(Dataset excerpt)
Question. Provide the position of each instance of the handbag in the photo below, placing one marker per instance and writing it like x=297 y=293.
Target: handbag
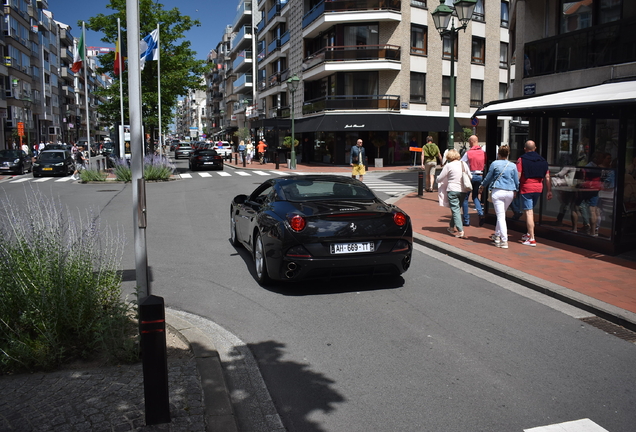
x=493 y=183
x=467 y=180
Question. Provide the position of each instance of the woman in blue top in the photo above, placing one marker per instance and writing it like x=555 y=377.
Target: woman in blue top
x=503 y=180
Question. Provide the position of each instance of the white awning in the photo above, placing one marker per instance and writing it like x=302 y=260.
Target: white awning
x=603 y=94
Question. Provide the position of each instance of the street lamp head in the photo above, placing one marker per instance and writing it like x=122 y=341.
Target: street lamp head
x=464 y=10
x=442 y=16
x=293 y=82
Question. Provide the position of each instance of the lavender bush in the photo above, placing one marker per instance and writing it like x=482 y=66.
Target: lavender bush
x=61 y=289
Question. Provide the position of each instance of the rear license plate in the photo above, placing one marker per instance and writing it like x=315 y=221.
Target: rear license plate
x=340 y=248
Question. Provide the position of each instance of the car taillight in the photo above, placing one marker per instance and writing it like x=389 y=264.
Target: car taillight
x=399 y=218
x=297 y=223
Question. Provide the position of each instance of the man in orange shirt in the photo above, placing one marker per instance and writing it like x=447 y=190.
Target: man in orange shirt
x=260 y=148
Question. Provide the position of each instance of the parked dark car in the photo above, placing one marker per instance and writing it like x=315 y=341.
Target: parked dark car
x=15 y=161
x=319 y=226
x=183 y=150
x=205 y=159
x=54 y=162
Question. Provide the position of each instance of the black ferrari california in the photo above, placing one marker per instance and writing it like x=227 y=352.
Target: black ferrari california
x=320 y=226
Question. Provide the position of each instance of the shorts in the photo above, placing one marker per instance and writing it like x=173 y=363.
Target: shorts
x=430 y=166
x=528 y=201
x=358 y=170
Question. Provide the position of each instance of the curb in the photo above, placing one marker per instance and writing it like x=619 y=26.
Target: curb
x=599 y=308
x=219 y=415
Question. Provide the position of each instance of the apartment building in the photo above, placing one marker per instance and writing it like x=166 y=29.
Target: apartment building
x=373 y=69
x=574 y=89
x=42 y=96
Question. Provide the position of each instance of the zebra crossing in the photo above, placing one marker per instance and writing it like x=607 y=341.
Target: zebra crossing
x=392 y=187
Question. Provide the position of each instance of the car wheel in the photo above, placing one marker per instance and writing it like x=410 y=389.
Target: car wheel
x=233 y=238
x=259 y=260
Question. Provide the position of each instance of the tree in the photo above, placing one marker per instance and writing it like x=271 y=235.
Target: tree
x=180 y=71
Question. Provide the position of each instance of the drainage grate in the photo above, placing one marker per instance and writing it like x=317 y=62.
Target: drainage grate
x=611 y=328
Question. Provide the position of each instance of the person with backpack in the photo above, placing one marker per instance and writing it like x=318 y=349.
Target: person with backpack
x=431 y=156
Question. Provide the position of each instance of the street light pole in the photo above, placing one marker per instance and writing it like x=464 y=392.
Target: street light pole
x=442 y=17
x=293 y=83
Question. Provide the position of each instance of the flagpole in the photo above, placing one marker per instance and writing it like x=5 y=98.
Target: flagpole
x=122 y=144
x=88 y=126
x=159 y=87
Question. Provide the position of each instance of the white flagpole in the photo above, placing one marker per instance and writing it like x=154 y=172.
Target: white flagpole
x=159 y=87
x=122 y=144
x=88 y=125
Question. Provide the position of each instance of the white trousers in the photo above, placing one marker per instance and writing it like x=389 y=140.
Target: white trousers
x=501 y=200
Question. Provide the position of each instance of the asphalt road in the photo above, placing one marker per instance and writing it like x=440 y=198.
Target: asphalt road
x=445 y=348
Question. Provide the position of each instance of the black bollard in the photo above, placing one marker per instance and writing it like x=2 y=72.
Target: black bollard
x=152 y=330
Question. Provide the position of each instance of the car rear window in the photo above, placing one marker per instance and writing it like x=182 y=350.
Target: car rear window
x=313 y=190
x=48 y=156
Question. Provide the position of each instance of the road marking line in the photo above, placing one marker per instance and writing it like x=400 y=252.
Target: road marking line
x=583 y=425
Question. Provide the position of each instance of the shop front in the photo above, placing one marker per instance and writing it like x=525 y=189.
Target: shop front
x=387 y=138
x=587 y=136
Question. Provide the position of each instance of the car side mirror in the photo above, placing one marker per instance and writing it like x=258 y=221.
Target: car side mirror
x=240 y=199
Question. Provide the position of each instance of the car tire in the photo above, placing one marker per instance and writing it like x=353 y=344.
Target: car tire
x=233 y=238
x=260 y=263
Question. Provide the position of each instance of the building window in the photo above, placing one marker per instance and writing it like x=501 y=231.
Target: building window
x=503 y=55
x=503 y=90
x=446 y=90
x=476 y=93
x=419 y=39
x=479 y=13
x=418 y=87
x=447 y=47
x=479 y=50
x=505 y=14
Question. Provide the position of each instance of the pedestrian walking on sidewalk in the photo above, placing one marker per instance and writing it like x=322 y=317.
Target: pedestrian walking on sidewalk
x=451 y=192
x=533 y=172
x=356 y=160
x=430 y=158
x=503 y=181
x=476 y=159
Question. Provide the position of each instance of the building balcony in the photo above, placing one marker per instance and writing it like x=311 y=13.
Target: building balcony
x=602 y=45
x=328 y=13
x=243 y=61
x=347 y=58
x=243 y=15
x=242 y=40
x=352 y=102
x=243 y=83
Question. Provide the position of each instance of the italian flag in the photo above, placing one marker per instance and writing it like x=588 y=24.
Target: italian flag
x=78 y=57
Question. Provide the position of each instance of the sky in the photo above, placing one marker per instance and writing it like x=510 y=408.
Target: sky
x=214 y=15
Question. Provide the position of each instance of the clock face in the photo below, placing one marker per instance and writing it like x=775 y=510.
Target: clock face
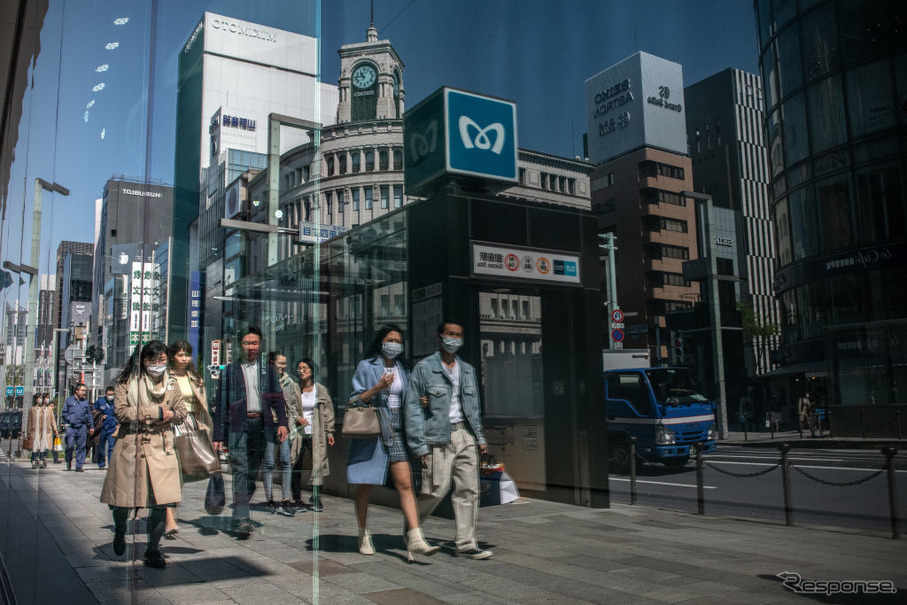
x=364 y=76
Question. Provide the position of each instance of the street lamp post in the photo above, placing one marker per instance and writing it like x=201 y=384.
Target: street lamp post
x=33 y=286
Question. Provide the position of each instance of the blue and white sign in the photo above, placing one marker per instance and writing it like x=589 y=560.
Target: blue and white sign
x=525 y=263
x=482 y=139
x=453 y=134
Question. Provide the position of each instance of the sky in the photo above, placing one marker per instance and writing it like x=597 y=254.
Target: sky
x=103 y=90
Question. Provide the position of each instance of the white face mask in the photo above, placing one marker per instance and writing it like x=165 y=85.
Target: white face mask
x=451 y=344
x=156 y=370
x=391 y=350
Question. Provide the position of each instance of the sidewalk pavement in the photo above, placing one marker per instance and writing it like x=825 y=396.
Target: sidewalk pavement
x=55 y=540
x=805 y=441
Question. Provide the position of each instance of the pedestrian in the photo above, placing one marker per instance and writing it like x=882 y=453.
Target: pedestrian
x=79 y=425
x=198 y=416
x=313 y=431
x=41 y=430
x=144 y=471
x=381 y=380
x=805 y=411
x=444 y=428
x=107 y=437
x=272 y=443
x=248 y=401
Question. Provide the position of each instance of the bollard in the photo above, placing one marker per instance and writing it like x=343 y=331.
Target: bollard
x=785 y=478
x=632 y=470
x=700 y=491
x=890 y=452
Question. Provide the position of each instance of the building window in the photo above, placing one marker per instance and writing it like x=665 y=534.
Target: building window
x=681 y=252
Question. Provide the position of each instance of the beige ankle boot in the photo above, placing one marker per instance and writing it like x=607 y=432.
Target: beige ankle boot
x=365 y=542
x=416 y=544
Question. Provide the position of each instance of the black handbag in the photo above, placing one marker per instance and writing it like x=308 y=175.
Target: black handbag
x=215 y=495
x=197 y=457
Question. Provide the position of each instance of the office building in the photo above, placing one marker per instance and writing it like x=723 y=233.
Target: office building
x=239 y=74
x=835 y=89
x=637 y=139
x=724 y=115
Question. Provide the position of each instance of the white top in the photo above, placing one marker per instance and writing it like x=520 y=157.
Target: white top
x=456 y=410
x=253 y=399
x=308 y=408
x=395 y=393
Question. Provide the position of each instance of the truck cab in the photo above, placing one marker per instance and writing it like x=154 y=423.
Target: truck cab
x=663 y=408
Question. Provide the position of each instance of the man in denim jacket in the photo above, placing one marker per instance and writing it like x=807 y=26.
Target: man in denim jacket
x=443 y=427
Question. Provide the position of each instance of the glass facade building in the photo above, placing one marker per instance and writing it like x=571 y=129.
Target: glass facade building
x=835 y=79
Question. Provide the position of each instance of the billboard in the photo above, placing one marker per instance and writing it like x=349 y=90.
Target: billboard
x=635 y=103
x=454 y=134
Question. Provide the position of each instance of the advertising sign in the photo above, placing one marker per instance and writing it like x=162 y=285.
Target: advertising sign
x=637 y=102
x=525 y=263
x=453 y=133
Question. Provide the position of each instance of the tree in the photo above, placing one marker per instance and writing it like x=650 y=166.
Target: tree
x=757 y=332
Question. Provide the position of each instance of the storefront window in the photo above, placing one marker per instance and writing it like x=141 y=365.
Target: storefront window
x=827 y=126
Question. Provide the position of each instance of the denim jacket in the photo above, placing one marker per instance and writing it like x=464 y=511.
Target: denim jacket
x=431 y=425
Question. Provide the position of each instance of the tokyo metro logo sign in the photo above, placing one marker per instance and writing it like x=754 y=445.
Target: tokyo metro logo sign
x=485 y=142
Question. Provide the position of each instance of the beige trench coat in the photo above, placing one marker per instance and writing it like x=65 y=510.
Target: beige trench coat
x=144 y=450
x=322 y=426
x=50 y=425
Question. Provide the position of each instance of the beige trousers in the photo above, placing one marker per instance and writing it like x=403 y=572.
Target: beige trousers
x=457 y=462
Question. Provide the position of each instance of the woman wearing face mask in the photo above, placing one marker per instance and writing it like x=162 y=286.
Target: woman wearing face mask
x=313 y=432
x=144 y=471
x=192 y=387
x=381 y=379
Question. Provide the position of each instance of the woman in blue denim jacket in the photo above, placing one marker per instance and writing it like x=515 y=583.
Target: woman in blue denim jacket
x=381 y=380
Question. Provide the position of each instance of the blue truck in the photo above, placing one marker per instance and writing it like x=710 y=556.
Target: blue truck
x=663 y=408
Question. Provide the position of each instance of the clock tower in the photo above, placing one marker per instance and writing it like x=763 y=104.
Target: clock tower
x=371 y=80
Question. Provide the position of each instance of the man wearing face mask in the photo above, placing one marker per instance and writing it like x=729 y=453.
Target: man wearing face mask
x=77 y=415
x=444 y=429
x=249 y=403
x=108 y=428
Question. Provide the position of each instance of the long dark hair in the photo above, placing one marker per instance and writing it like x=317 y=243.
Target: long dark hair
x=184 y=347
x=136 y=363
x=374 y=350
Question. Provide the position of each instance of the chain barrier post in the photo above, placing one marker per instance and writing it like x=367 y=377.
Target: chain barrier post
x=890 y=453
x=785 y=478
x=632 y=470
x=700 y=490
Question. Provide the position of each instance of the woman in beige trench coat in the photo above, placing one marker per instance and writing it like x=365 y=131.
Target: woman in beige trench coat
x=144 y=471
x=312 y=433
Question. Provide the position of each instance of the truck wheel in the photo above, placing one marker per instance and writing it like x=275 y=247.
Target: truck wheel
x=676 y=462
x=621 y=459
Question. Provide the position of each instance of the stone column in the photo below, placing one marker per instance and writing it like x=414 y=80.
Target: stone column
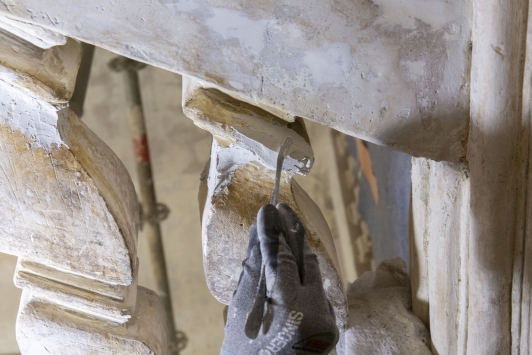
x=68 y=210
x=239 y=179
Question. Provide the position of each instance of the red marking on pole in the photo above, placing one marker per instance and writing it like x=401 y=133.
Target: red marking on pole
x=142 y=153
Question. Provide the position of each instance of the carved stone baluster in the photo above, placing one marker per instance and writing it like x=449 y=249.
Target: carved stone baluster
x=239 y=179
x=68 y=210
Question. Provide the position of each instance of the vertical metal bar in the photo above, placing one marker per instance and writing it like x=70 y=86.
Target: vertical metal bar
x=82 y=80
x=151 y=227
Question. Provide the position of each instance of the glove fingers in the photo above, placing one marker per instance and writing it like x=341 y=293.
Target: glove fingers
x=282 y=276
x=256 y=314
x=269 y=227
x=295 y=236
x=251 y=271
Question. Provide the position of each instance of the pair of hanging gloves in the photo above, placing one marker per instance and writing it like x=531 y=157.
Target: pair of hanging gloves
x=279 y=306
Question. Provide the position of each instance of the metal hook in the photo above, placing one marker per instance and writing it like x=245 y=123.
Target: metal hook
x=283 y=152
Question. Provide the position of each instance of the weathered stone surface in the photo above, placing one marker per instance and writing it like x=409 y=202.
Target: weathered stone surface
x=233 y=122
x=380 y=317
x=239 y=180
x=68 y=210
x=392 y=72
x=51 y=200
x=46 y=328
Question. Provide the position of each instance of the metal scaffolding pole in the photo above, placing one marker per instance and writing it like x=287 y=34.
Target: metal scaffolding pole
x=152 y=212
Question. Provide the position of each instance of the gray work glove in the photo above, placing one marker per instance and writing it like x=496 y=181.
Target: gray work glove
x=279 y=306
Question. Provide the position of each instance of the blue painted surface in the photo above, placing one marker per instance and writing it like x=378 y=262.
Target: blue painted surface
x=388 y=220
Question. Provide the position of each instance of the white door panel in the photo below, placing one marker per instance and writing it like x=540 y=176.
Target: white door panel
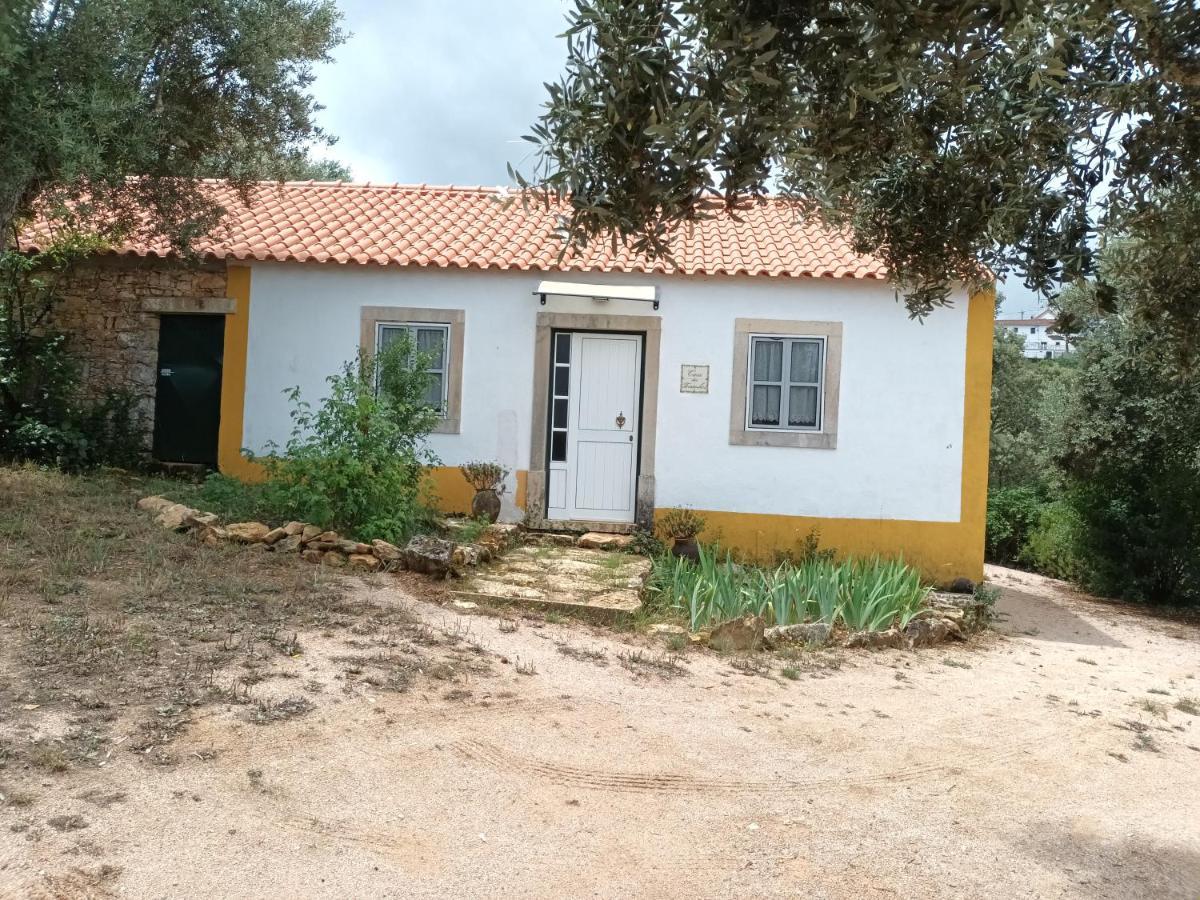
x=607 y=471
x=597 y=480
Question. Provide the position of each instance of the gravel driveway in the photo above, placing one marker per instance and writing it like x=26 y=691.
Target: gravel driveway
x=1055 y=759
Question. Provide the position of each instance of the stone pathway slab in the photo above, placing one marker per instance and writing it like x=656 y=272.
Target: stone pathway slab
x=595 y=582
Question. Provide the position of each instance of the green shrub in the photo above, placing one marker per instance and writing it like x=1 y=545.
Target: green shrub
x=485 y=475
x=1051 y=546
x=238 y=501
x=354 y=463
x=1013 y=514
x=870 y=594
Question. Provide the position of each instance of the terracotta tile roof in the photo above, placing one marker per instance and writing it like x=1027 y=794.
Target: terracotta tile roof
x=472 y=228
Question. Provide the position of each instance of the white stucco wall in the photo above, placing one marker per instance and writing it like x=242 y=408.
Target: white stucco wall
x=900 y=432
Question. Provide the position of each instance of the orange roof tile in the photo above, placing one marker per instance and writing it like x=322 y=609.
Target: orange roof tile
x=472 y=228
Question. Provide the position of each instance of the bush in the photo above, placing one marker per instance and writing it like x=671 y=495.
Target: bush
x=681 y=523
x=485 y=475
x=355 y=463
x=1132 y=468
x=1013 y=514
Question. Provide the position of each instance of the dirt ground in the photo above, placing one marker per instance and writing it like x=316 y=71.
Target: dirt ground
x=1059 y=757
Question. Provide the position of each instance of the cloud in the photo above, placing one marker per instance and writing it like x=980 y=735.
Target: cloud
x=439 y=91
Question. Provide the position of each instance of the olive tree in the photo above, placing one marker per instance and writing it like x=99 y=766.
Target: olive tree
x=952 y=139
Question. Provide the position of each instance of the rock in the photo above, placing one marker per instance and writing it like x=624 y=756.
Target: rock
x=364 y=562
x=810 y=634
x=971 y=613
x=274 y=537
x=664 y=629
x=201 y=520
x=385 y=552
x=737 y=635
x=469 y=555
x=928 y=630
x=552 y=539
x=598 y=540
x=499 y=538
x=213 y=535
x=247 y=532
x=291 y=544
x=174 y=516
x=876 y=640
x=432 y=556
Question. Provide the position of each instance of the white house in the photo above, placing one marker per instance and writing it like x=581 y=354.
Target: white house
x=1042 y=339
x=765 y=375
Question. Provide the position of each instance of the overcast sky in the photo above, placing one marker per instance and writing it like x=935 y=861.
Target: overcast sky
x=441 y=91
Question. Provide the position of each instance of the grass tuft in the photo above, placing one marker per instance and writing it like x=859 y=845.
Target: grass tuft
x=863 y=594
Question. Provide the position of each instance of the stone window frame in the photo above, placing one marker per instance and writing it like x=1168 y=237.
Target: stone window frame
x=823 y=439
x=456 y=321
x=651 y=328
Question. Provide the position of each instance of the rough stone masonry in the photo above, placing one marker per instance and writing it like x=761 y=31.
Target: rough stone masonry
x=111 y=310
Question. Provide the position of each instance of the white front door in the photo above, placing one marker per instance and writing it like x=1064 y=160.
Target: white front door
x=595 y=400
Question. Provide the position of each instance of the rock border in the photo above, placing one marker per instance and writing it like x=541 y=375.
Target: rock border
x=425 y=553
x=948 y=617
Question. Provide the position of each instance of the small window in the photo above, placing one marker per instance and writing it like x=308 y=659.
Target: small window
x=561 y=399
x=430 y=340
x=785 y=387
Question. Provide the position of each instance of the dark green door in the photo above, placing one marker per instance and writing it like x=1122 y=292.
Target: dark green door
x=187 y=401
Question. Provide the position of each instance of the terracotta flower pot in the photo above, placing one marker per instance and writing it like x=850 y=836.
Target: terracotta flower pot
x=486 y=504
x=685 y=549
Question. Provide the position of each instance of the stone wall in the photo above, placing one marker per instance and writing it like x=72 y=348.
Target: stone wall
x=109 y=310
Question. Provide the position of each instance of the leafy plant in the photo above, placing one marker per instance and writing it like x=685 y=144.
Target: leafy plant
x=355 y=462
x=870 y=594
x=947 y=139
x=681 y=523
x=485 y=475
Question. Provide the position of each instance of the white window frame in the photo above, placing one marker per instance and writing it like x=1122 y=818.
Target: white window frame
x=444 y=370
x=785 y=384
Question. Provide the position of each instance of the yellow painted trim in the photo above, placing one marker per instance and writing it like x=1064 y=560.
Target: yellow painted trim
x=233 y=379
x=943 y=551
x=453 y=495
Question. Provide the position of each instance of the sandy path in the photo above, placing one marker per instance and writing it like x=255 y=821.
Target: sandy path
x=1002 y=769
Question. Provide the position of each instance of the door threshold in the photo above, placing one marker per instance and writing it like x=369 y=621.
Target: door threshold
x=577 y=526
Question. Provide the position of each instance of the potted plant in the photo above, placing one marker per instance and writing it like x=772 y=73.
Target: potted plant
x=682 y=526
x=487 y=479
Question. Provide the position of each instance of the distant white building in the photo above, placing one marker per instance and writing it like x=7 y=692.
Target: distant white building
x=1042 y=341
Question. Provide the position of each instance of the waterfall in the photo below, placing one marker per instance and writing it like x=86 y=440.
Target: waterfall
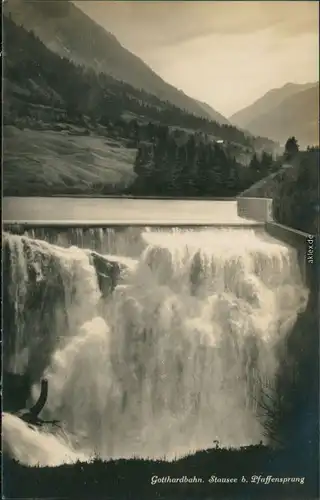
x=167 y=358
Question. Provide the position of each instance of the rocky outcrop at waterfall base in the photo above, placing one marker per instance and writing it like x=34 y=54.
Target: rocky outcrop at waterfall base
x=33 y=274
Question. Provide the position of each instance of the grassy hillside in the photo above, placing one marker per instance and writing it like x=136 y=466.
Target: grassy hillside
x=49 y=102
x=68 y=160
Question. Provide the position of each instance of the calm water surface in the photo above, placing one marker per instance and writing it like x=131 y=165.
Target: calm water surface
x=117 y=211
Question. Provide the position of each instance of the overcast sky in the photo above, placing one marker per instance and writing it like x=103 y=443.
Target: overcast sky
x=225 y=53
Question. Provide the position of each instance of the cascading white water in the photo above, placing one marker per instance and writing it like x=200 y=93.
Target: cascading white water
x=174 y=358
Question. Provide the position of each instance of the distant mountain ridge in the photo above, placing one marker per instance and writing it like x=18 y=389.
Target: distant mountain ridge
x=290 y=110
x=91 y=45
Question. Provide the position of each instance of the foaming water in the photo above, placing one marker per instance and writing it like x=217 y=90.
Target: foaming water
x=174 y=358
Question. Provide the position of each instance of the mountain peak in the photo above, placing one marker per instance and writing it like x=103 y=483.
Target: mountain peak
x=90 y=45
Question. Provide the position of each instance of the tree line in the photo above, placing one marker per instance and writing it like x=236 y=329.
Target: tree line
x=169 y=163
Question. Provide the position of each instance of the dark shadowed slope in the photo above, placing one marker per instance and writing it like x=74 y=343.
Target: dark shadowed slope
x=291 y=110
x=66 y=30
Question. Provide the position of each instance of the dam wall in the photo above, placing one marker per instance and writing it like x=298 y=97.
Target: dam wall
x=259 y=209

THE PROBLEM | Rewrite the listing from the line that contains "Question. Provide the position of each instance of the road" through the line that contains "x=260 y=263", keeping every request. Add 10 to each x and y coordinate in the answers, and leave the coordinates within the requests unchanged.

THE REPLY |
Question. Provide the position of each instance of the road marking line in the photo above, placing one marker per instance and writing it like x=400 y=252.
Target: road marking line
x=593 y=435
Question. Provide the position of each instance of the shop front in the photo above, placing one marker per instance and writing it like x=525 y=189.
Target: shop front
x=397 y=148
x=597 y=146
Question. Provide the position of each instance of the car side mirror in the photo above, placing one marker per instance and writing it like x=258 y=221.
Target: car side mirror
x=250 y=209
Question. Provide the position of each instance of the car tire in the photo above, placing one marker per instance and writing it like x=353 y=344.
Target: car tire
x=243 y=248
x=270 y=273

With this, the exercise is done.